Write out the records from their first line through the line containing "61 111 L 43", both ends included, with every character unchanged.
==== INPUT FOR THIS TASK ====
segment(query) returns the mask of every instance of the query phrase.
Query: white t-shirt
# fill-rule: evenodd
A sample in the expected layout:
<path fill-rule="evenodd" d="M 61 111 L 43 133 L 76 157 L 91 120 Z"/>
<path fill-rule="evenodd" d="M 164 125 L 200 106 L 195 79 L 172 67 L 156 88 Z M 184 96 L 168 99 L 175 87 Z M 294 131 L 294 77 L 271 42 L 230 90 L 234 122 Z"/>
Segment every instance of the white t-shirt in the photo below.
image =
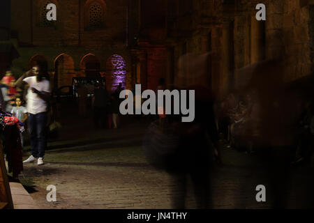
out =
<path fill-rule="evenodd" d="M 40 82 L 37 82 L 36 77 L 29 77 L 23 79 L 29 85 L 27 91 L 27 110 L 29 113 L 36 114 L 40 112 L 47 112 L 47 102 L 40 98 L 38 95 L 33 93 L 31 88 L 34 88 L 39 91 L 50 92 L 50 86 L 49 81 L 43 79 Z"/>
====
RESULT OF THIS EXERCISE>
segment(query) returns the mask of every instance of the query phrase.
Query: white t-shirt
# fill-rule: evenodd
A sample in the expected layout:
<path fill-rule="evenodd" d="M 61 111 L 43 133 L 76 157 L 91 120 Z"/>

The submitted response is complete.